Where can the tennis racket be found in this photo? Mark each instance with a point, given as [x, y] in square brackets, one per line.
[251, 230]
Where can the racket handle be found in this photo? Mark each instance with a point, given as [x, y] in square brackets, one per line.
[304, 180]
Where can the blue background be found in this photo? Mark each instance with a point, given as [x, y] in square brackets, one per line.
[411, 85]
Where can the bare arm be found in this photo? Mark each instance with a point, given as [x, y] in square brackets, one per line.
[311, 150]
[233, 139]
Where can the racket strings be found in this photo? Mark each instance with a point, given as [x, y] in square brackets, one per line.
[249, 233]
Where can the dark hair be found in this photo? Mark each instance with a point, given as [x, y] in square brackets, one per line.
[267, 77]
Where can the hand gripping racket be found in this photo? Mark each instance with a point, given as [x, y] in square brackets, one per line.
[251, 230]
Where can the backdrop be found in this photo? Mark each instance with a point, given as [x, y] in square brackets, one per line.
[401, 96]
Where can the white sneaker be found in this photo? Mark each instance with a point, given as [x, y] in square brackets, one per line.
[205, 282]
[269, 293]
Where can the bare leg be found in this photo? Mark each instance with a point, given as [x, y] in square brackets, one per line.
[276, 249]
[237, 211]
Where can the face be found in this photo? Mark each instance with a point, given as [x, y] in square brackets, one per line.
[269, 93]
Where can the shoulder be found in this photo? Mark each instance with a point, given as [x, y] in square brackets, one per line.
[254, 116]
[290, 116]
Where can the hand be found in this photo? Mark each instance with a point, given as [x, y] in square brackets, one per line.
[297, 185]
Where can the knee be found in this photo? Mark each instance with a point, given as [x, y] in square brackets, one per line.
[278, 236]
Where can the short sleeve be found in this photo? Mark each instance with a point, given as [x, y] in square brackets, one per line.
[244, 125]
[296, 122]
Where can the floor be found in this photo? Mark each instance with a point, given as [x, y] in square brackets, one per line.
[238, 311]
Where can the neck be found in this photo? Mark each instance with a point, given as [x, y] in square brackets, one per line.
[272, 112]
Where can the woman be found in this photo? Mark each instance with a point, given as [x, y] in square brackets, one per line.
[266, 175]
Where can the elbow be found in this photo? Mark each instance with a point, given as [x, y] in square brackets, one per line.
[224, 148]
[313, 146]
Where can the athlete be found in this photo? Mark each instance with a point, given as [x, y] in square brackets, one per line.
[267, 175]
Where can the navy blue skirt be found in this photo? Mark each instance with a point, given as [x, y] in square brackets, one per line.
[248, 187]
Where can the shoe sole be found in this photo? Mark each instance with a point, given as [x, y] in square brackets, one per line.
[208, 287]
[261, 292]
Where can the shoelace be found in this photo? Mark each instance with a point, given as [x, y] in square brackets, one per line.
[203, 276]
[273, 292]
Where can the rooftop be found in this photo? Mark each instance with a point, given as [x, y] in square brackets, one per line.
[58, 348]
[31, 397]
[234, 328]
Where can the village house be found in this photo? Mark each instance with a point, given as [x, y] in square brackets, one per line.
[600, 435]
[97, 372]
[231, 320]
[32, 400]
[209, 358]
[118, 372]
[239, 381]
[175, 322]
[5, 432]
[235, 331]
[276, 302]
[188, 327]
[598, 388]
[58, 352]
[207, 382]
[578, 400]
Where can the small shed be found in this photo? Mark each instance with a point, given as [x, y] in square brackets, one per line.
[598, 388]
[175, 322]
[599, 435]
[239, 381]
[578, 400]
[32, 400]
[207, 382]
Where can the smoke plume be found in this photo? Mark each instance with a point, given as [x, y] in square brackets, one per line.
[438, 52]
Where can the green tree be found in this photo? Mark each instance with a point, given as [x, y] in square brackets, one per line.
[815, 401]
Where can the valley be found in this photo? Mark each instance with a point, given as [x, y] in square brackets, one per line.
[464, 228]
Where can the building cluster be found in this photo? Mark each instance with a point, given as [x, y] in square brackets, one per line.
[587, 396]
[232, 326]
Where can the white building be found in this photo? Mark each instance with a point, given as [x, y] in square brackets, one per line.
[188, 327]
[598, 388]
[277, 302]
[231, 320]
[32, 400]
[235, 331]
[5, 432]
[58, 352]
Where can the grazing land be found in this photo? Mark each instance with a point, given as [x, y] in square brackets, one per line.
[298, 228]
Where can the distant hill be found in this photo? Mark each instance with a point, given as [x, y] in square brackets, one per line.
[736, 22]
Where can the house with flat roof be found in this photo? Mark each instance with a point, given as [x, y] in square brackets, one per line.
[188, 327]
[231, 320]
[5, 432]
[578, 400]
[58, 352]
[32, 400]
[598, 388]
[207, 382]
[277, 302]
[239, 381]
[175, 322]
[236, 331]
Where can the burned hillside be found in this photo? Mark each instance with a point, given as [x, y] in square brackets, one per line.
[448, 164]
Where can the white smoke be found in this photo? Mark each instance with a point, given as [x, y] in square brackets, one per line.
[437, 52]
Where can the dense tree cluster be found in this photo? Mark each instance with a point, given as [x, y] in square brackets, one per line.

────────

_REQUIRED ACTION:_
Once you have read the records above, write them all out exactly.

_REPLY:_
Where can the tennis racket be found in this photo? Mark each instance with a point, given as [x, y] in square brackets, one per line.
[251, 230]
Where can the racket handle be found in this photo? Mark each instance with a point, given as [x, y] in square brackets, one per line.
[304, 180]
Where can the blue background be found in this photo? Mark each instance with a point, given as [x, y] in square brackets, one per line.
[411, 85]
Where can the bare arm be found in this photo? Mark each instance with a point, given as [x, y] in square brackets, one per line.
[311, 150]
[233, 139]
Where can the racket strings be found in this photo? Mark each instance with a point, given as [x, y] in square brackets, one per line.
[249, 233]
Where can the dark hair be found in this photo? Mark each instance with a point, given as [x, y] in square brackets, one per line.
[267, 77]
Where can the hand gripping racket be found in this photo? Mark each instance with a point, given as [x, y] in square brackets, one per line.
[251, 230]
Where can the backdrop be found in this photo? Mark each instance with a point, given as [x, y] in square brackets, one per line.
[401, 96]
Where can the white sneaker be found in this photo? Mark each instance with a point, given as [x, y] in square brackets, one per line.
[205, 282]
[269, 293]
Where can the bare leg be found in this photo? Mark each instance with a point, given as [x, y] in square brackets, one per line.
[276, 249]
[237, 211]
Where can the face be found in this photo? Mark each instance with a point, given as [x, y] in square brackets, one per line.
[269, 93]
Where can the shoulder be found in this photo? Mark each instance with a point, given as [x, y] in square brackets, one per line.
[254, 116]
[290, 116]
Where can the hand be found in this photo? Mark each instance with a point, given as [x, y] in square brackets, one per line.
[297, 185]
Where can the knee be found in this photo? Mark each instance with a point, given as [x, y] in square brackets, one per line.
[278, 236]
Where can the short sleeve be found in this photo? Mark each instance with a point, given as [x, y] in square brackets, one per line.
[244, 125]
[296, 122]
Where can the floor be found in this photo? Mark each instance with a point, given as [x, y] in square brackets, one per line.
[238, 311]
Where can the neck be found in this photo? Mark each instance with a point, given as [x, y] in square brackets, one per line.
[272, 112]
Where can the woman be found in this photo? Mark each instance with a point, given as [x, y] in square brackets, one per line.
[266, 175]
Where can the elbow be found in this photo? Mark each instance with a point, given as [x, y] in square brackets, one per line.
[224, 148]
[313, 146]
Where can the athlete be found in this photo? Mark each instance with a point, given as [x, y] in square brackets, one per line.
[267, 175]
Where can the navy blue skirt be found in this photo? Mark each instance with a point, given as [x, y] in square brackets, one per line.
[248, 187]
Where can the shoe sole be found in this photo? Mark each instance with a point, given as [x, y] in square brackets, one per line.
[208, 287]
[261, 292]
Where can the shoelace be found in this photo? Mark each instance with a point, given as [x, y] in square brackets, one per line.
[203, 276]
[273, 292]
Where can the rooftop be found in this photo? Mark each instance with a point, given as [x, y] in square brackets, one per line.
[58, 348]
[31, 397]
[234, 328]
Where can the village house be found in this photo? Mark each instance with a point, given as [x, y] in square brackets, one per line.
[600, 435]
[97, 372]
[231, 320]
[32, 400]
[209, 358]
[118, 372]
[239, 381]
[175, 322]
[5, 432]
[235, 331]
[276, 302]
[188, 327]
[598, 388]
[58, 352]
[207, 382]
[578, 400]
Where can the small shed be found in this photo? Mark each instance with a point, given as [x, y] in square brackets, one per line.
[598, 388]
[175, 322]
[599, 435]
[239, 381]
[578, 400]
[32, 400]
[207, 382]
Where can the smoke plume be found in this photo? Mark each instance with a point, given as [x, y] in square brackets, one per line.
[438, 52]
Where can the green tree be found in this photo? Mark each instance with a point, given as [x, y] in square brackets, one per line.
[815, 401]
Where can the valley be found in this photo? Mark each instance with a point, given as [x, y] in square brackets, one per line.
[464, 228]
Where can the building cluster be found in this photo? Mark each instance with a point, given as [x, y] in square brackets, one per line.
[587, 396]
[232, 326]
Where can the white building be found in this photo? Mark each instance with a point, given as [x, y] in square brackets, one per line.
[188, 327]
[598, 388]
[277, 302]
[231, 320]
[32, 400]
[235, 331]
[5, 432]
[58, 352]
Where can the grazing land be found in this photo? Mark each instance with a point, given as [x, y] in square brackets, one per line.
[298, 228]
Where can the distant hill be found in this photo? Mark each instance with a point, given as [x, y] in square brackets, one per line.
[736, 22]
Where can the house with flat roof be found in this photo? Mark each instance with a point, given as [x, y] in square brackets, one per line.
[188, 327]
[231, 320]
[5, 432]
[578, 400]
[58, 352]
[32, 400]
[598, 388]
[207, 382]
[277, 302]
[239, 381]
[175, 322]
[236, 331]
Where can the burned hillside be found in this photo? Mark each instance with a point, given as [x, y] in square brackets, one per line.
[448, 164]
Where can the white smoke be found in this photo? Mark each instance with a point, given as [x, y] in square brackets, one per line.
[437, 52]
Where can the dense tree cluster be found in this photo? Mark each instance with a point, given as [x, y] in square brackets, one per line.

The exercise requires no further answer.